== Data supplied ==
● ● ● ● ●
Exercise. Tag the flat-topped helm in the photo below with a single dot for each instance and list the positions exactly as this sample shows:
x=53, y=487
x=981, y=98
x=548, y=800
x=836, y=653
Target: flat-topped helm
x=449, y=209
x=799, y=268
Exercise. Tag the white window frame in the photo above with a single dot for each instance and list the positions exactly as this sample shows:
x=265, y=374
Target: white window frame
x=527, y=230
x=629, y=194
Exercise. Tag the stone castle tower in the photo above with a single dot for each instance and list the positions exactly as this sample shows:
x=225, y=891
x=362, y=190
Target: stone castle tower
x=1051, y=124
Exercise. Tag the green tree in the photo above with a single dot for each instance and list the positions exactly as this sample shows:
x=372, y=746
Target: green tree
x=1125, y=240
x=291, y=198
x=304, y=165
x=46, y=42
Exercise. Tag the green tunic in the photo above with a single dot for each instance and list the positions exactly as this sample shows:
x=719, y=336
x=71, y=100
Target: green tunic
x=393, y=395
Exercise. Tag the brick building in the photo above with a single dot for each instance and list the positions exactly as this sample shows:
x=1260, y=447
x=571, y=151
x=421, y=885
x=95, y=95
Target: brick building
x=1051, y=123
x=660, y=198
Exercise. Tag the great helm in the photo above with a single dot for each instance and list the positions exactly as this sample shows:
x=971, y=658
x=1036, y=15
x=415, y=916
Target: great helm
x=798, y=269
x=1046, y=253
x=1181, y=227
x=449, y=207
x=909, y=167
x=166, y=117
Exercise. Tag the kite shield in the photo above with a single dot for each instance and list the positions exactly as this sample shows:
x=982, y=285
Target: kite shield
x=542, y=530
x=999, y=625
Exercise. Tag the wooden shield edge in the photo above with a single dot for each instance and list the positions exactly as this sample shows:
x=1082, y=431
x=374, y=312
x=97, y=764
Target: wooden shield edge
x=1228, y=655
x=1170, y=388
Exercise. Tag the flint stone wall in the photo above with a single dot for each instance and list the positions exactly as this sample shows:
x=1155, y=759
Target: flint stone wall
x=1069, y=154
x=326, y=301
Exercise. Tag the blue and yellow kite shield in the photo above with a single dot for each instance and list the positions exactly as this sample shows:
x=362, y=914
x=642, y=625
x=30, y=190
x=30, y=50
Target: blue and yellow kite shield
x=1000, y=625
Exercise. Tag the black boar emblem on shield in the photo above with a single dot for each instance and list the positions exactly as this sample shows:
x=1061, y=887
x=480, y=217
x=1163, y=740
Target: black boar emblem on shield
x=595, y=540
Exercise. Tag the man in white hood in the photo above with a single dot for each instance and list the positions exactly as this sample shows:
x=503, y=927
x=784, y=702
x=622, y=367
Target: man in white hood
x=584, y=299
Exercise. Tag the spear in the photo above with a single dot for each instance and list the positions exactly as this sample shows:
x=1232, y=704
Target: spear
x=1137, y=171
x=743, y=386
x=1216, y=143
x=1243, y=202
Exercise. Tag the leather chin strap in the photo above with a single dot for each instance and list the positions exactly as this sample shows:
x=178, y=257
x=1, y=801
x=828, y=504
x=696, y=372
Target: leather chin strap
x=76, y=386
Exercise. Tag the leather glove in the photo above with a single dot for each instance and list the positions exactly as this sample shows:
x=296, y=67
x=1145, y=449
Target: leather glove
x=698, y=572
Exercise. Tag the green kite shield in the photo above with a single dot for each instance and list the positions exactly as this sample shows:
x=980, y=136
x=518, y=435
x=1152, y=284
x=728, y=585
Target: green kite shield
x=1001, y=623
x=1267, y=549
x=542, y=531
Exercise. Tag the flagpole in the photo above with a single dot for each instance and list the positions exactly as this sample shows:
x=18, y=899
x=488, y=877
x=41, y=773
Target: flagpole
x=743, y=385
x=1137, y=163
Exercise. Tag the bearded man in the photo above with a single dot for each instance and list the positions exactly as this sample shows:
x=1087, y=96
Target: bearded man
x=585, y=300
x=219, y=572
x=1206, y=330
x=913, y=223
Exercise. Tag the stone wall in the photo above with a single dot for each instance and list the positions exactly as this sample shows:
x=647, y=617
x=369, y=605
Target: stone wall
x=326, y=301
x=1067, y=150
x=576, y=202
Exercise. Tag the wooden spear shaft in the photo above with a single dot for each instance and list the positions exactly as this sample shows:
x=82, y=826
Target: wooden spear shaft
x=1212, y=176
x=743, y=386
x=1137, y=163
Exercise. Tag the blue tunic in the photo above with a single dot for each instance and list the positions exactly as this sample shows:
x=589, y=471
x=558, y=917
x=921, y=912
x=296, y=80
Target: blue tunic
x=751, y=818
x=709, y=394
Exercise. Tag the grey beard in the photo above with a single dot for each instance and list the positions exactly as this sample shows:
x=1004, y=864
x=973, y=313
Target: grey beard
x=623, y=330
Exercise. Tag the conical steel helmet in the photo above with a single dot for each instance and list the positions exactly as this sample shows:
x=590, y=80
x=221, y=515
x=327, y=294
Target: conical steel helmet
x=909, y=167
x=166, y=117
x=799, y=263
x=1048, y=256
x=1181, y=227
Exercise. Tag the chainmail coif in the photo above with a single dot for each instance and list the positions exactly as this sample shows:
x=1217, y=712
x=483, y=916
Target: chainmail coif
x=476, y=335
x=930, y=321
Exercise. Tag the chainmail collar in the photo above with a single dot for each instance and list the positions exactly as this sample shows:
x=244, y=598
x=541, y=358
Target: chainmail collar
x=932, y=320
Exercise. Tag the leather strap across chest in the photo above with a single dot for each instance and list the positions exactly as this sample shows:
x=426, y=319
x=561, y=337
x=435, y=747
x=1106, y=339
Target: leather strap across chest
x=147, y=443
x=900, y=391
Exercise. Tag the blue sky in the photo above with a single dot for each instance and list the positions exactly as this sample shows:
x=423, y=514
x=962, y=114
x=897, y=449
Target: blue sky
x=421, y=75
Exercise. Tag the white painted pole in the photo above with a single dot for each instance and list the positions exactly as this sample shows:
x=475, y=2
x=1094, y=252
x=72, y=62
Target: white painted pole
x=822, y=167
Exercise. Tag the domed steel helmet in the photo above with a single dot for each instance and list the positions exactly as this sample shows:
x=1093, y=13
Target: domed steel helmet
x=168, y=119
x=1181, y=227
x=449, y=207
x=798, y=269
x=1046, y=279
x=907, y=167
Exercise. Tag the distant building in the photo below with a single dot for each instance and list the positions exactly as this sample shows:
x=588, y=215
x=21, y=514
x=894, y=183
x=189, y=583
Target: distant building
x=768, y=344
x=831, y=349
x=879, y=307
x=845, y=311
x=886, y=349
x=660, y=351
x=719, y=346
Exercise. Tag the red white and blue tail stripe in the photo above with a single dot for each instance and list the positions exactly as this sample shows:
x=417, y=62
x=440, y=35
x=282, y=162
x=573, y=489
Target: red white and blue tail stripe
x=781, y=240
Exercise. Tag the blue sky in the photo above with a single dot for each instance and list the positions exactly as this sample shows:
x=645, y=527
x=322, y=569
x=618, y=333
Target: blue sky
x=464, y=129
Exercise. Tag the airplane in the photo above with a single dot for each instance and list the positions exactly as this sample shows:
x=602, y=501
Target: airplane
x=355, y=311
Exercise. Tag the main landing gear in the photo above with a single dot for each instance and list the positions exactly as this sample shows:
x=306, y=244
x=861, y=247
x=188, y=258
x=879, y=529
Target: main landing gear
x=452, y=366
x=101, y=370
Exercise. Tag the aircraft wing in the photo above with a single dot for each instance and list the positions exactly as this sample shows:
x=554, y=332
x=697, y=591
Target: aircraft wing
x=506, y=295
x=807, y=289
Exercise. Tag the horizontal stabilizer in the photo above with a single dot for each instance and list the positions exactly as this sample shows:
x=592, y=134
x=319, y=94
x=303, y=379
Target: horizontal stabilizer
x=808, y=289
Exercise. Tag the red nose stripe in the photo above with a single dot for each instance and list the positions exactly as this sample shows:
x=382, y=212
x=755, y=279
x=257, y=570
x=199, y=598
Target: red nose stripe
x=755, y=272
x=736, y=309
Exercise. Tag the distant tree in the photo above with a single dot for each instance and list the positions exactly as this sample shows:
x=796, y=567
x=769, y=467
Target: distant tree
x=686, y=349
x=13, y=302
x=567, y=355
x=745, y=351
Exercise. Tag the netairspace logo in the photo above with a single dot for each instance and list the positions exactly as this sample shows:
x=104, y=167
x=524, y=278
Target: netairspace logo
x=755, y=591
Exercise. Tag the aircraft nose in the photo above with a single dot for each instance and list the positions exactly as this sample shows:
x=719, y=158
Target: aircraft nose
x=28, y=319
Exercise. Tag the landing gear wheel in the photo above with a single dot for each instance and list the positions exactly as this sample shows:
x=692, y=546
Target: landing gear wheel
● ● ● ● ●
== Task brief ==
Could you reproduce the material above, from its start through the line that holds "x=393, y=395", inclusive, with only the answer coordinates scaled by 2.3 and rounded to whole numbers, halves up, and the requests and their sample coordinates left as they are?

== Exercise answer ==
Exercise. Tag the flat-topped helm in the photo below with a single dot for each instance and list the positions exactly as this sample shows:
x=53, y=487
x=981, y=98
x=548, y=800
x=836, y=653
Target: flat-topped helm
x=1033, y=481
x=1838, y=616
Exercise. Tag the white window frame in the photo above with a single dot for each instance and list the positions exactly as this sample shows:
x=265, y=374
Target: white window frame
x=1212, y=529
x=1447, y=446
Exercise. Tag the stone castle tower in the photo above with a single dot for each instance and list the positions exactly as this sample shows:
x=225, y=891
x=362, y=190
Target: stone castle tower
x=2417, y=285
Exercise. Tag the green tree in the photo above with a single dot for each instance and list the positions exactly as this sample shows:
x=372, y=746
Target: green tree
x=2588, y=552
x=669, y=455
x=699, y=380
x=106, y=97
Exercise. Tag the green tunic in the photo above with a single dot for each instance and list the positions exactly as this sample shows:
x=719, y=336
x=71, y=100
Target: green tunic
x=904, y=909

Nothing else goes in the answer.